■ WHAT YOU SHOULD DO
Write the data out again in full, with no departure from the original.

■ DATA SHOWN
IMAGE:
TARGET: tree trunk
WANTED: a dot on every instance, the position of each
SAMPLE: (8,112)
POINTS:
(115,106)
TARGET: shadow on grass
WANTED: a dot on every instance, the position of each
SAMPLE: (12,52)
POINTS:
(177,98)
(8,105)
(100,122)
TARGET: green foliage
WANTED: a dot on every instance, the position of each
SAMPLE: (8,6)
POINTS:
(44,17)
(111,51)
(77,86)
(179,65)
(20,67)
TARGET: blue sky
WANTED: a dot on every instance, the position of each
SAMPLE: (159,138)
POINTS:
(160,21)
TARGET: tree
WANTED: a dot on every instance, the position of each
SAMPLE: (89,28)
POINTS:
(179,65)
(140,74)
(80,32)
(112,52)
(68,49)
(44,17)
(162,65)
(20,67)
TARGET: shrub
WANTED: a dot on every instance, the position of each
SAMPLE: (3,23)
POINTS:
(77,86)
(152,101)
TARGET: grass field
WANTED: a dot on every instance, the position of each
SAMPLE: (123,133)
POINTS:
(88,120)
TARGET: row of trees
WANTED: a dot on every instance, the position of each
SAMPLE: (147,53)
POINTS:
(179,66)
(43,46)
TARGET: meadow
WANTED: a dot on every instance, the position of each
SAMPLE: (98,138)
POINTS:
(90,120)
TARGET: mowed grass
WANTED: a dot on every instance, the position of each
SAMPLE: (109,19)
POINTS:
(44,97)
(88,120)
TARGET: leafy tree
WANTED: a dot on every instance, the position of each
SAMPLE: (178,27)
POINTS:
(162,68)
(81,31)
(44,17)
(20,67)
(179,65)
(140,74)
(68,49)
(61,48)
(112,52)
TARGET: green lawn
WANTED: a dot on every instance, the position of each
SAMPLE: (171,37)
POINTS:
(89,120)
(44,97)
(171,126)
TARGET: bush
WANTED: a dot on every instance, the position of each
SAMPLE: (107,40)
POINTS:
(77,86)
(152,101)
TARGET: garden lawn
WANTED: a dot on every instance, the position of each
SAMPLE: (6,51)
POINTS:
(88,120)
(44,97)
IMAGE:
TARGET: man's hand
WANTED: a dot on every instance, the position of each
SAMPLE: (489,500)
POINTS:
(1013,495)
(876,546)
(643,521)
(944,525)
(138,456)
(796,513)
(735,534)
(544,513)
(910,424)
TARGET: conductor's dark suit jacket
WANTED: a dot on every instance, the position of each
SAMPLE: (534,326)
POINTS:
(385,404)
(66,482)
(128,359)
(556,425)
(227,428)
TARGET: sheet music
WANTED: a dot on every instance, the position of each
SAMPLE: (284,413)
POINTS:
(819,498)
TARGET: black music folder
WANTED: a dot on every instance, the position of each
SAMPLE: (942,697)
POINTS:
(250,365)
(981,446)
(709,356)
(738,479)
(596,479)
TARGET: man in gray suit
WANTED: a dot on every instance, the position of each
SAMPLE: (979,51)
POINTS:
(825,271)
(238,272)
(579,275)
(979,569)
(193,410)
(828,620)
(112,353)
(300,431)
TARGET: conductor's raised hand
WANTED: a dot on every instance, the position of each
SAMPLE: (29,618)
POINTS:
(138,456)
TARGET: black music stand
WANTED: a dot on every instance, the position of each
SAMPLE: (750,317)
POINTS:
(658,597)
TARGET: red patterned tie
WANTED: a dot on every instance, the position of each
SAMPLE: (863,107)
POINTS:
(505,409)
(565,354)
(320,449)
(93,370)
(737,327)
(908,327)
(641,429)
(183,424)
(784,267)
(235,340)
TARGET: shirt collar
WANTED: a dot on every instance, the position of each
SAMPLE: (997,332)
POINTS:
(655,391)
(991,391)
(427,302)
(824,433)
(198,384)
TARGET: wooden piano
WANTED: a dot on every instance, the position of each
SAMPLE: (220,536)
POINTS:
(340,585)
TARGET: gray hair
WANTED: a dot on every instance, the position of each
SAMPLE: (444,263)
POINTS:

■ OUTPUT BELOW
IMAGE:
TARGET: tree trunk
WANTED: a dot on every instance, the position of each
SAMPLE: (8,112)
POINTS:
(115,106)
TARGET: shadow on grass
WANTED: a dot on every instance, the position of each
SAMPLE: (12,52)
POINTS:
(177,98)
(8,105)
(100,122)
TARGET: green foliage
WANTED: a dot on every instance, the position of each
SAMPLE: (8,6)
POINTS:
(44,17)
(111,51)
(77,86)
(179,65)
(20,67)
TARGET: blue sky
WANTED: a dot on every instance, the position of each
SAMPLE: (159,138)
POINTS:
(160,21)
TARGET: tree
WANTED: a dot on every instance, the position of each
SAMPLE: (89,28)
POINTS:
(179,65)
(140,74)
(80,32)
(112,52)
(68,49)
(44,17)
(162,65)
(20,67)
TARGET: shrub
WANTED: a dot on every instance, the position of each
SAMPLE: (3,23)
POINTS:
(77,86)
(152,101)
TARGET: grass field
WANTED: a dot on every instance, the position of each
SAMPLE: (123,133)
POINTS:
(88,120)
TARGET: row of trees
WANTED: a dot on every instance, the position of each
SAMPLE: (147,53)
POINTS:
(179,66)
(43,46)
TARGET: meadow
WANTED: a dot on every instance, the position of each
SAMPLE: (98,138)
POINTS:
(90,120)
TARGET: mowed grass
WANTED: a dot on every instance, the position of each
SAMPLE: (109,19)
POINTS:
(44,97)
(88,120)
TARGET: leafy tree
WANTED: a dot on every instance, the position of each
SAMPLE: (178,27)
POINTS:
(162,68)
(81,31)
(44,17)
(20,67)
(179,65)
(140,74)
(68,49)
(61,48)
(112,52)
TARGET: green lawn
WANTED: a dot on every instance, the position of each
SAMPLE: (171,37)
POINTS:
(89,120)
(44,97)
(171,126)
TARGET: bush
WANTED: a dot on every instance, the position of each
SAMPLE: (107,40)
POINTS:
(77,86)
(152,101)
TARGET: garden lawn
WANTED: a dot on every instance, the position of each
SAMPLE: (6,51)
POINTS:
(88,120)
(44,97)
IMAGE:
TARGET: man's hand
WANTED: a dot on every instance, the position of each
SAMPLE: (489,500)
POINTS:
(1013,495)
(876,546)
(643,521)
(944,525)
(138,456)
(796,513)
(735,534)
(544,513)
(910,424)
TARGET: conductor's dark suit jacket
WANTED: a dot on every instance, the position of each
SAMPLE: (534,326)
POINTS:
(385,404)
(66,482)
(128,359)
(556,425)
(227,428)
TARGET: sheet music
WANTED: a dot on every instance, the position of each
SAMPLE: (284,413)
POINTS:
(819,498)
TARGET: black music folder
WANTED: a dot on every instance, the position of each
SAMPLE: (942,697)
POINTS:
(250,365)
(981,446)
(709,356)
(738,479)
(596,479)
TARGET: man in gray suit
WANTED: a dot on every instance, the position of each
SAMPLE: (979,51)
POINTS:
(825,271)
(238,272)
(579,275)
(979,569)
(193,410)
(828,620)
(112,353)
(300,431)
TARGET: conductor's raised hand
WANTED: a dot on every instance, the position of each
SAMPLE: (29,618)
POINTS:
(138,456)
TARGET: black music stand
WANTED: a dot on every instance, the position of each
SAMPLE: (750,317)
POINTS:
(658,597)
TARGET: red patterned tie
WANTED: a dot on every instance, the position of each
SAMPLE: (863,107)
POINTS:
(505,409)
(565,354)
(320,449)
(93,370)
(737,327)
(908,327)
(641,429)
(183,424)
(784,267)
(235,340)
TARGET: shirt collar
WANTED: a dot on every instance, the position of each
SAMPLE: (997,332)
POINTS:
(655,391)
(991,391)
(427,302)
(824,433)
(198,384)
TARGET: wooden piano
WANTED: a dot on every instance, the position of each
SAMPLE: (220,536)
POINTS:
(340,585)
TARGET: gray hair
WANTED: a dot on every instance, the position of each
SAMPLE: (444,263)
POINTS:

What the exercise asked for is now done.